### Page text
Includes tracking networks of ideas and influence and using them to gain insights about customer behavior and brand positioning.
Marketing ecosystems revolve around information, or content, that can be found on websites. The first step toward understanding the digital ecosystem that surrounds your products is to create a keyword hierarchy. In other words, you need a quantitative answer to the following question:
What terms and phrases—keywords—are used by your buyers as they think about making a purchase?
Seven concepts are consistently helpful in answering the above question: buyer’s journey, jobs-to-be-done, level of aggregation, inclusivity, search volume rank, degree of relevance, and content strategy. Each is discussed briefly below, and links are provided if you would like to access additional details.
Business people often start a buyer’s journey when they want to determine whether they have a problem. Sometimes it is obvious because something in their business is broken and needs repair. Other times, buyers are thinking about their business more generally and want to be up-to-date on the latest thinking in their industry or profession.
Then buyers might try to assess the size of the problem and whether they can solve it on their own or need outside assistance.
If the buyer concludes they need assistance, then they start to look at more specific topics such as price and product features and benefits.
As buyers look for useful information during their journeys, they enter search terms into browsers. These keywords tell you what the buyer is looking for. They give you insight into what is important to them.
To use the buyer’s journey in building a hierarchy, write down the major stages of the buyer’s journey, and then list words or phrases that typify each stage of the journey.
When creating a list of keywords, it is important to include all of the various jobs buyers are trying to complete as they move through their journeys.
During the “Do I Have A Problem” phase, one job buyers are trying to complete is to understand their situation better. For example, they often ask basic questions like “What is GDPR” or What is website security?”
Each job a buyer is trying to perform contains at least one if not more keywords. Add these terms to the list from #1.
To help you apply the jobs-to-be-done (JTBD) concept to your own business, the table below provides several brand names and the associated JTBD.
3. Level of Aggregation
Keywords can be sorted by their degree of inclusiveness and precision. For example:
- Industry-Level: IT (information technology)
- Product Category Level: GDPR Compliance
- Product Level: Website Data Security
- Product Features: User Data Encryption
When building a list of keywords, it is important to include all levels of aggregation. This way you can determine which keywords are most common, and how they relate to one another.
As buyers search for information on the internet, they often use a variety of words to find useful content. Sometimes they use abbreviations, other times they spell things out. Sometimes they start with detailed keywords and later realize they need more general information. Other times they start with broad search terms and then drill down to what is more interesting to them in subsequent searches.

### Data shown
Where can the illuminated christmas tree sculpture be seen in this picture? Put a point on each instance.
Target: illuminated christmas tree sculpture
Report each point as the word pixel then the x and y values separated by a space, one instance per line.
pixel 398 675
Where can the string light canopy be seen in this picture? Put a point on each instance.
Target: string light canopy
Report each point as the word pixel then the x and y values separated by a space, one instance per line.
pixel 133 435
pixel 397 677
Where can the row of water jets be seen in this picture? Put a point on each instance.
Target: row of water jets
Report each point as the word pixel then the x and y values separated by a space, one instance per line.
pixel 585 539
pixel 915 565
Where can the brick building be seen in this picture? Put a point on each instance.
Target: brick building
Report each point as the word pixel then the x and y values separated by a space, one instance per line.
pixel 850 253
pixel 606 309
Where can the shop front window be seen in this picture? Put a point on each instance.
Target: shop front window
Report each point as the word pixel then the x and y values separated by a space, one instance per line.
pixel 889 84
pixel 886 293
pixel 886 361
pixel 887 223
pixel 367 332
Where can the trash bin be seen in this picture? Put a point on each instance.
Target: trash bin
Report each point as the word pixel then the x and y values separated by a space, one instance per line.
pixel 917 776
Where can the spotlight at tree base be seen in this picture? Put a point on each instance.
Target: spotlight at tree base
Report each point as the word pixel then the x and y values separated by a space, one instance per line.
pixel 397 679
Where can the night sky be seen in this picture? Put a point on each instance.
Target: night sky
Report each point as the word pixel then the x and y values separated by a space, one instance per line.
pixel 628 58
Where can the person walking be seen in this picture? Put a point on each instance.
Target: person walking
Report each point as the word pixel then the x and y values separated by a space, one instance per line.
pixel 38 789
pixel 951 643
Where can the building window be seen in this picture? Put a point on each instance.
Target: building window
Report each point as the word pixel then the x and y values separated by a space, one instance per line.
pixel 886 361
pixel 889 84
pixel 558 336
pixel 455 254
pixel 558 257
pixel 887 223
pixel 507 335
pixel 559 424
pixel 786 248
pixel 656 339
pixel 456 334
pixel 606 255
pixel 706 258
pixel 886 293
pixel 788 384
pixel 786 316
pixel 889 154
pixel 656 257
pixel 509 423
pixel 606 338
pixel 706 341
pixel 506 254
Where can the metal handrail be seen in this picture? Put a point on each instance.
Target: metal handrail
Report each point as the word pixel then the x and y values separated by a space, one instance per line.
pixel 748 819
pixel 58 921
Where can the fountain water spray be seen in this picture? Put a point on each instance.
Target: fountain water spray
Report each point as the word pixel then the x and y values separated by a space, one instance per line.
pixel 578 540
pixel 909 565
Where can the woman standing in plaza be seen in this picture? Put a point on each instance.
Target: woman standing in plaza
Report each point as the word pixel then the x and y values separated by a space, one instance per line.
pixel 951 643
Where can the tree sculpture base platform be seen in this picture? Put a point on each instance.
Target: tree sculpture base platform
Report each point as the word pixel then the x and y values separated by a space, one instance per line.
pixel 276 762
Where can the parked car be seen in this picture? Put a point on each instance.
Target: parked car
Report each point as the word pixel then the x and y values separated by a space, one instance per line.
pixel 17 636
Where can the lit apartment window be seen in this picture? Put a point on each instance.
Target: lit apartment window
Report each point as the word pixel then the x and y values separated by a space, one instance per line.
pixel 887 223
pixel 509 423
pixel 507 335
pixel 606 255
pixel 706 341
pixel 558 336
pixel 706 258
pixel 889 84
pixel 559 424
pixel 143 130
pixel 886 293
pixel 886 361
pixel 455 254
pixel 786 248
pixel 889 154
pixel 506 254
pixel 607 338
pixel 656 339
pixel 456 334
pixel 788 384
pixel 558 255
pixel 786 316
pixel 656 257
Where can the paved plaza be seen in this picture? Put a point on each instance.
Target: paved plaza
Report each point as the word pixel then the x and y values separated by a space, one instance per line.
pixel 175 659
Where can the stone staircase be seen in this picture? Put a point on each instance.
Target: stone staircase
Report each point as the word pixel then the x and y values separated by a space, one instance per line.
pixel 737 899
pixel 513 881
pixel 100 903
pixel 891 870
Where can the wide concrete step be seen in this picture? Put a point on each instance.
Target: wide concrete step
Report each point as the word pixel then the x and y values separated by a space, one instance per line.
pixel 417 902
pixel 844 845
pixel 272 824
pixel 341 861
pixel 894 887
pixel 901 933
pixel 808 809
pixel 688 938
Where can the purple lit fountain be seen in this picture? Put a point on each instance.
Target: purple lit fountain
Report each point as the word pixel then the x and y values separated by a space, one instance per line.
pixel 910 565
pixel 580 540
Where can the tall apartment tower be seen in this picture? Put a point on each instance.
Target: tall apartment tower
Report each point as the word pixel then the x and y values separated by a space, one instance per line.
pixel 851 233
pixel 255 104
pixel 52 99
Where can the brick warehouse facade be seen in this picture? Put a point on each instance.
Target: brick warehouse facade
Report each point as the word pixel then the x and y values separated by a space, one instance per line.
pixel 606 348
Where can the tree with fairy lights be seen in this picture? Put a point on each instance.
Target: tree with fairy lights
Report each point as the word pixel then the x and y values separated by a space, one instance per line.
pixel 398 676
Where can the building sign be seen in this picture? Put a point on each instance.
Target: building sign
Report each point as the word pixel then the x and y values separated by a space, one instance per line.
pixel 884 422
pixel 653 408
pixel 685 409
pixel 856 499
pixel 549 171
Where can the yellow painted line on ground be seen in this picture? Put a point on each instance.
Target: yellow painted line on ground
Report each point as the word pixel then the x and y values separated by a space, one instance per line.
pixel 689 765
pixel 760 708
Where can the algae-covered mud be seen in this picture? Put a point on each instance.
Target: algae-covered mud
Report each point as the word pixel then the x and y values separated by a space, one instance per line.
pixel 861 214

---

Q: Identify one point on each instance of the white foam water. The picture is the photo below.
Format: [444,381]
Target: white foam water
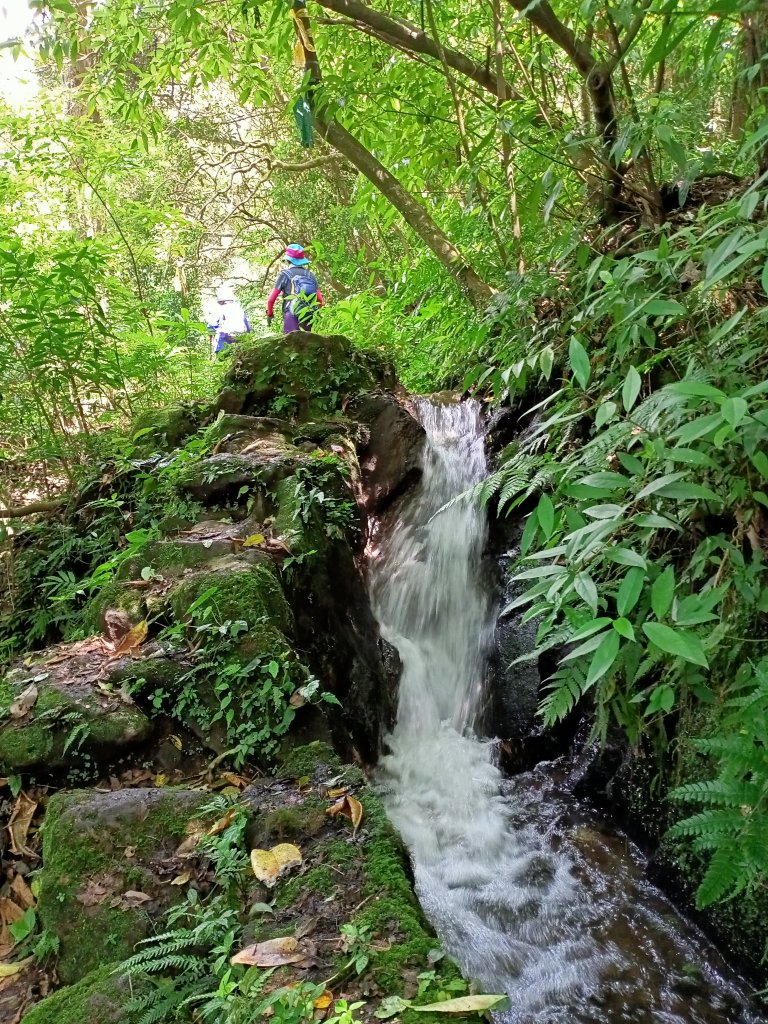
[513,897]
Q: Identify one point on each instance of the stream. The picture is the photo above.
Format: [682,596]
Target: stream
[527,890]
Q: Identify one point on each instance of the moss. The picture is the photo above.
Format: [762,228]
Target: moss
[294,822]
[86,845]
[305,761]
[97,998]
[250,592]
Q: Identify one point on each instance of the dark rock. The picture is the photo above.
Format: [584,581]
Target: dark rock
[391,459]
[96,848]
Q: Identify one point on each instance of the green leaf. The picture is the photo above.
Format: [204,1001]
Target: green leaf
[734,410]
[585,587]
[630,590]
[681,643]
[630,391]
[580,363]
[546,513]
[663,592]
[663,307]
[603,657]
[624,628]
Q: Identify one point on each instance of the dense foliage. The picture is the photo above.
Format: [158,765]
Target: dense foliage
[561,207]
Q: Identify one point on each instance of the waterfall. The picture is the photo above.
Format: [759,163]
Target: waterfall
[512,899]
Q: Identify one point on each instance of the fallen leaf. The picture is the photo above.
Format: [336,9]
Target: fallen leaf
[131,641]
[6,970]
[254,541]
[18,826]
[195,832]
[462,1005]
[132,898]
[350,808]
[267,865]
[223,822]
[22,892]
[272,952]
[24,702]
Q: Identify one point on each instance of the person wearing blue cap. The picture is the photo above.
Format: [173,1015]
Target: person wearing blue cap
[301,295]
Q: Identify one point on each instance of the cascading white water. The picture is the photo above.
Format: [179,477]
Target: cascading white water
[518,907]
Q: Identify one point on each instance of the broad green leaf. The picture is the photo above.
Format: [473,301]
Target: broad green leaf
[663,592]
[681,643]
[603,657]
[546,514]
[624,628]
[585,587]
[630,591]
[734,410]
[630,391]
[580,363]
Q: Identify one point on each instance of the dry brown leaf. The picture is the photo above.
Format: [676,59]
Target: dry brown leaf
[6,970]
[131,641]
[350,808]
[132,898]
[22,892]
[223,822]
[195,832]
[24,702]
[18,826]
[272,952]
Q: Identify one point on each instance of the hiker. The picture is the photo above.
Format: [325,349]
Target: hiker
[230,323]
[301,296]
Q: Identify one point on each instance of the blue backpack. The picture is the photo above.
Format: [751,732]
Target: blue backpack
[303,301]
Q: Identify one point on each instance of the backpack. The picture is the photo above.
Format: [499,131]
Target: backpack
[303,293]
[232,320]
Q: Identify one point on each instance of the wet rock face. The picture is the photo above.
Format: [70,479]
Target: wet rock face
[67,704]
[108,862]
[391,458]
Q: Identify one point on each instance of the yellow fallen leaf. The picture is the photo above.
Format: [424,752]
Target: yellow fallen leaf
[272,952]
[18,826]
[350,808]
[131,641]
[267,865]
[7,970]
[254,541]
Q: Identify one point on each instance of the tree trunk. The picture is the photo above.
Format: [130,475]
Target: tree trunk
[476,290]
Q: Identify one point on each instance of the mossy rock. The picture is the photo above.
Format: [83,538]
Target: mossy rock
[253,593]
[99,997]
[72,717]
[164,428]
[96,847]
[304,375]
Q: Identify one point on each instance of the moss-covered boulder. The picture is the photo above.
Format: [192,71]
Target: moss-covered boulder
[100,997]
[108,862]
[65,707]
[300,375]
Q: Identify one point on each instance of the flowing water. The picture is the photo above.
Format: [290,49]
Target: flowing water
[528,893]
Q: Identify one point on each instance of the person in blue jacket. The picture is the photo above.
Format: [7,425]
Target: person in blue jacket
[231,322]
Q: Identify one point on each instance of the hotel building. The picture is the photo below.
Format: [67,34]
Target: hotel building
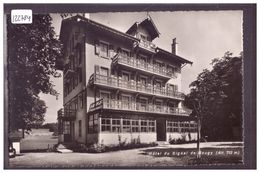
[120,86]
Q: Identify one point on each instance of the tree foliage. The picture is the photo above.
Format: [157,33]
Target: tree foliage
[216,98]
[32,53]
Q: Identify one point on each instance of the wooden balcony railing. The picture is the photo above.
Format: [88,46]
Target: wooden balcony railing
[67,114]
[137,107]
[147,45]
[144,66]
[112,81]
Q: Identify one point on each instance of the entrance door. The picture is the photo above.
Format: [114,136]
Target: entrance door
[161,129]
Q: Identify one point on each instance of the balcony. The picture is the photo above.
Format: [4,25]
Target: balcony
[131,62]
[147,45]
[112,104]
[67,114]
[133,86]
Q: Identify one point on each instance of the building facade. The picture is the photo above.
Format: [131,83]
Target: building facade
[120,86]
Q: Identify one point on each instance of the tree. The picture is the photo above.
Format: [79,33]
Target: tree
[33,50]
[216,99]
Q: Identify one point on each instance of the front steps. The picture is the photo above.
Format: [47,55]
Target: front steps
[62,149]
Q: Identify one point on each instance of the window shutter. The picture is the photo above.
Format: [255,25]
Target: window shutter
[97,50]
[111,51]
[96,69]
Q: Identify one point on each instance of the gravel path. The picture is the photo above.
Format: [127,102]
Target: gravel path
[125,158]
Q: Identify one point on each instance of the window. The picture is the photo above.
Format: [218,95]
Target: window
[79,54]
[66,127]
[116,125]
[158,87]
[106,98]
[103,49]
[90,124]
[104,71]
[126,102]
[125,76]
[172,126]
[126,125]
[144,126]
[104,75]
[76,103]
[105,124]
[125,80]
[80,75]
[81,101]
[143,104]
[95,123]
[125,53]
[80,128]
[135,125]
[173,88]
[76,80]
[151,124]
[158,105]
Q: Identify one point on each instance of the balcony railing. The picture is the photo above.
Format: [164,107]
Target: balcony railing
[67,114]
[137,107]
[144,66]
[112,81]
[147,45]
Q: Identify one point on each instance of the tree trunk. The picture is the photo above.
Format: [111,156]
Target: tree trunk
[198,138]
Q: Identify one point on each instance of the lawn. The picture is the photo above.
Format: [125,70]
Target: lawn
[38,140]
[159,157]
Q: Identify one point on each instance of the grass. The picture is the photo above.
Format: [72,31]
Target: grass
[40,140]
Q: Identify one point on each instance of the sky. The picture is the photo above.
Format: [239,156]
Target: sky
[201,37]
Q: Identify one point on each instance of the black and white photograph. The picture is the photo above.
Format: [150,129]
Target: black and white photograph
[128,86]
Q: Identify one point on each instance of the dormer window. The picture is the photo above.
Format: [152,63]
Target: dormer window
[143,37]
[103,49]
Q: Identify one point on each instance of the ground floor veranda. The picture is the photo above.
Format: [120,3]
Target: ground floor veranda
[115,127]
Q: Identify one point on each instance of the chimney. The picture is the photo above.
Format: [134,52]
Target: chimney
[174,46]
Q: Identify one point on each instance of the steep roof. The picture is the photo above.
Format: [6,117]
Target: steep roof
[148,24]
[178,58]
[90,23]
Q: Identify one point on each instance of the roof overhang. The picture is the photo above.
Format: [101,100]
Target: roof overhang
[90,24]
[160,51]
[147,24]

--

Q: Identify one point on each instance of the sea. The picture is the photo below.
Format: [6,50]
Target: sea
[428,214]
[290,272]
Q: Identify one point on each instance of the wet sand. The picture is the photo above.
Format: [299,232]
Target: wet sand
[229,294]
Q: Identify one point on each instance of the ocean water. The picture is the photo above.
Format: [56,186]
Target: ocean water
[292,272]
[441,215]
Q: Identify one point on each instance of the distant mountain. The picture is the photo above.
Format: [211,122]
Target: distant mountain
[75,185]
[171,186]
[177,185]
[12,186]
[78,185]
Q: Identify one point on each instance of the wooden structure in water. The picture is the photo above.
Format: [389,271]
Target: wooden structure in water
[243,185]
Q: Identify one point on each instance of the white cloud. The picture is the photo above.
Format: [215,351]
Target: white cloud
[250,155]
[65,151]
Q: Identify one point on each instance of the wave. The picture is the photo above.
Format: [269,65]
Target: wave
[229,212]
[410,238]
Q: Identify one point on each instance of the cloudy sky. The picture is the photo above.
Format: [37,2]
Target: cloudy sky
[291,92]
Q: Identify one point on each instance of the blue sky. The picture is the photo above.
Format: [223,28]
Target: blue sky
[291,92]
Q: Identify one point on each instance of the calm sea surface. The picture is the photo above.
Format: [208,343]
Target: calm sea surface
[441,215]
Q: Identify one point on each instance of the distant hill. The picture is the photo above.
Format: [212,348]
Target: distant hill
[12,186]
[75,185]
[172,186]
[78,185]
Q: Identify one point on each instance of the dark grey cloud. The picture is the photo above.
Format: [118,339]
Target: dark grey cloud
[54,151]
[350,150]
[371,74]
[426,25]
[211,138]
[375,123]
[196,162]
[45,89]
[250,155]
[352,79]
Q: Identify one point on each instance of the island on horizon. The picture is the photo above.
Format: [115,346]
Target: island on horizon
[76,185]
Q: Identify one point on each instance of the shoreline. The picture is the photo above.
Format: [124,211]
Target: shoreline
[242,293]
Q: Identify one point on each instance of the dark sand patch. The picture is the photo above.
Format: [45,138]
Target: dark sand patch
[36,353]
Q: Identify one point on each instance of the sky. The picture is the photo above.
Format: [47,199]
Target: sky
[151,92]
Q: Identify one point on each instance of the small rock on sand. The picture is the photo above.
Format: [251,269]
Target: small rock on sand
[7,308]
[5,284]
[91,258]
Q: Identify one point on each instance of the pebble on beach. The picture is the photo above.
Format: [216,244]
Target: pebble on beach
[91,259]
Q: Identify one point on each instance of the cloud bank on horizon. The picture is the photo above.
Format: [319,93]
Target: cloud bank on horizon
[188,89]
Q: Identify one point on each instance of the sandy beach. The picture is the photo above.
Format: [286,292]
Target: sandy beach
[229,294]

### Instruction A
In the keyword hierarchy passage, reproduce the part from "Then buyers might" to "features and benefits.", swapping "assistance" for "help".
### Instruction B
In the keyword hierarchy passage, what example is given for the Product Features level?
### Instruction C
According to the keyword hierarchy passage, why should a keyword list include all levels of aggregation?
The listing comes from a different source than the keyword hierarchy passage.

### Response A
Then buyers might try to assess the size of the problem and whether they can solve it on their own or need outside help.
If the buyer concludes they need help, then they start to look at more specific topics such as price and product features and benefits.

### Response B
User Data Encryption

### Response C
Including every level of aggregation lets you determine which keywords are most common. It also shows how the keywords relate to one another.